TEXT TO READ →
════════

Artist

Mats Eilertsen

Genre: Jazz ,Jazz Instrument ,Modern Jazz ,Avant-Garde Jazz ,Modern Creative ,Guitar Jazz
Origin: U.S.A
Listen on Coda
Mats Eilertsen, a jazz bassist and composer born in Trondheim, Norway, maintains an extensive recording career while leading multiple ensembles and contributing as a frequent session musician to projects such as the Alexi Tuomaril Trio and Håkon Kornstad Trio. Since issuing Turanga in 2004 he has released more than a dozen leader albums, among them SkyDive from 2011, the ECM dates Rubicon in 2016 and And Then Comes the Night in 2019, and Hymn for Hope in 2021; during 2024 he became a member of the experimental octet Hlaskontrabasoktet, comprising four double bassists and four vocalists, whose first recording, Kaleidoscapes, appeared that July.

════════

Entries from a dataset

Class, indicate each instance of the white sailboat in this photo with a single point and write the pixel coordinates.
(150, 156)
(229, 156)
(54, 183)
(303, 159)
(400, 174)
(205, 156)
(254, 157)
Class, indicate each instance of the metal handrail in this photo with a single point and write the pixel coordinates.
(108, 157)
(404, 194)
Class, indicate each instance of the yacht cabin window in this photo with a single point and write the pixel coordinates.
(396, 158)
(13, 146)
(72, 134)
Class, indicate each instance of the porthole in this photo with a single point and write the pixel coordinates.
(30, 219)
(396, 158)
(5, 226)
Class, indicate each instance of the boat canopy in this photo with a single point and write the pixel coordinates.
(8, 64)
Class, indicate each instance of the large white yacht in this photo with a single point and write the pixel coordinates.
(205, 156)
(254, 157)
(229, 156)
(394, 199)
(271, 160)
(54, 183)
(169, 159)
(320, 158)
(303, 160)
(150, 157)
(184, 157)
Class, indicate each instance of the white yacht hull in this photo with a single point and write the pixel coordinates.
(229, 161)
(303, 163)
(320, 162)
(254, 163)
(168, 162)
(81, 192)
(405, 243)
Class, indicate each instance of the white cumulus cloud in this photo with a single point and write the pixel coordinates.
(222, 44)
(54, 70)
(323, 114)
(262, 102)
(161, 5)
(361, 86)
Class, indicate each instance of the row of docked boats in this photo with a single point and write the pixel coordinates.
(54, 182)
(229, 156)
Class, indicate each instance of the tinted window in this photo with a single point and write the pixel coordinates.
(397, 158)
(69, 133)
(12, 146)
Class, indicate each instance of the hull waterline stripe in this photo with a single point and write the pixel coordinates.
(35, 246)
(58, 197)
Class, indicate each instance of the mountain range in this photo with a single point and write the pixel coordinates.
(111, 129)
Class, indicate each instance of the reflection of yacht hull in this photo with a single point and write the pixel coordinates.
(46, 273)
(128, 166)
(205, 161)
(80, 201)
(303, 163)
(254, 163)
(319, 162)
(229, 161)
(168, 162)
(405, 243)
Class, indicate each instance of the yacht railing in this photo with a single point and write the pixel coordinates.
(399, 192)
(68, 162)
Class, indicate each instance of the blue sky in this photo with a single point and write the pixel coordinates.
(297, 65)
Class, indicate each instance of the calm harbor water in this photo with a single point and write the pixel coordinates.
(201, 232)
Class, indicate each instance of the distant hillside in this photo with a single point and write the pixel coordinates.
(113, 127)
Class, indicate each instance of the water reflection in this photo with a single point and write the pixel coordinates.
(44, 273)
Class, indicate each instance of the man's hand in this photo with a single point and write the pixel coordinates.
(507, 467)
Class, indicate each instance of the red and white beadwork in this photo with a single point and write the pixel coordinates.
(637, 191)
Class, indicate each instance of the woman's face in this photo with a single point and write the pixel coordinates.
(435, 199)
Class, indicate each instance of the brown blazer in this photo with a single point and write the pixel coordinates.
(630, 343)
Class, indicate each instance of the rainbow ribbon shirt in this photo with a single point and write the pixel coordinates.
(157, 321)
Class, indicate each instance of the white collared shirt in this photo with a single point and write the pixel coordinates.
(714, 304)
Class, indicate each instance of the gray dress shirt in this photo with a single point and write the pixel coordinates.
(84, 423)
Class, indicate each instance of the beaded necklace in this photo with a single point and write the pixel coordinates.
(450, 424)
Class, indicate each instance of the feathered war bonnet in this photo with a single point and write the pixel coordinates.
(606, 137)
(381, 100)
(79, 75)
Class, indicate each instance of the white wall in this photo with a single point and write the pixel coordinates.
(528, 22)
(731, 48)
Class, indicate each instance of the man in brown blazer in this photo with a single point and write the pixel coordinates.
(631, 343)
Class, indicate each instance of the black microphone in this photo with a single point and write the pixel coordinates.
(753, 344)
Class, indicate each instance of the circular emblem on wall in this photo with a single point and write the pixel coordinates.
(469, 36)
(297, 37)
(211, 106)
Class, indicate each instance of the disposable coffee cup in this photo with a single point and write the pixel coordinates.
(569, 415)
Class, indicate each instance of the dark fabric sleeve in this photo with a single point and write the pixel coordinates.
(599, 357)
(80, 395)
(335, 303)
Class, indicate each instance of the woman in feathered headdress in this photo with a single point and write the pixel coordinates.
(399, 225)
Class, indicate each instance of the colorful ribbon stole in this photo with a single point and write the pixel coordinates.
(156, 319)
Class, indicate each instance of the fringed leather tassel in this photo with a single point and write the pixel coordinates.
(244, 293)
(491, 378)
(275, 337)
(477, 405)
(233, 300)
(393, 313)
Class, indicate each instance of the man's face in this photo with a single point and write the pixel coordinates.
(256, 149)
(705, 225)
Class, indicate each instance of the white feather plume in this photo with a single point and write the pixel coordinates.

════════

JOB 1 →
Answer these from the Mats Eilertsen artist page, not the data:
(a) Which genre comes first in the "Genre:" line?
(b) In what year was Rubicon released?
(c) What was the first recording by the octet Eilertsen joined in 2024, and in what month did it appear?
JOB 2 → Extend the Mats Eilertsen artist page past its final sentence, without drawing on the data that follows it.

EXPECTED OUTPUT 1 →
(a) Jazz
(b) 2016
(c) Kaleidoscapes, in July

EXPECTED OUTPUT 2 →
He began formal studies of piano and bass in his native Trondheim before completing a jazz major at Trondheim Musikkonservatorium, where he co-founded the quintet Dingobats alongside saxophonist Eirik Hegdal, guitarist Thomas Dahl, and drummer Sverre Gjørvad. The group’s debut, The New Dingobats Generation, emerged in 1998; after establishing itself as a club favorite the ensemble produced two additional albums and dissolved in 2004. While still active with Dingobats, Eilertsen participated in Food from 2000 to 2004 alongside Thomas Strønen, Iain Ballamy, and Arve Henriksen, appearing on the quartet’s initial four albums, and performed with the Håkon Kornstad Trio, whose album Space Available earned a Kongsberg Jazz Award in 2002. He also supplied bass for guitarist Jacob Young’s ECM debut, Evening Falls, released in 2004.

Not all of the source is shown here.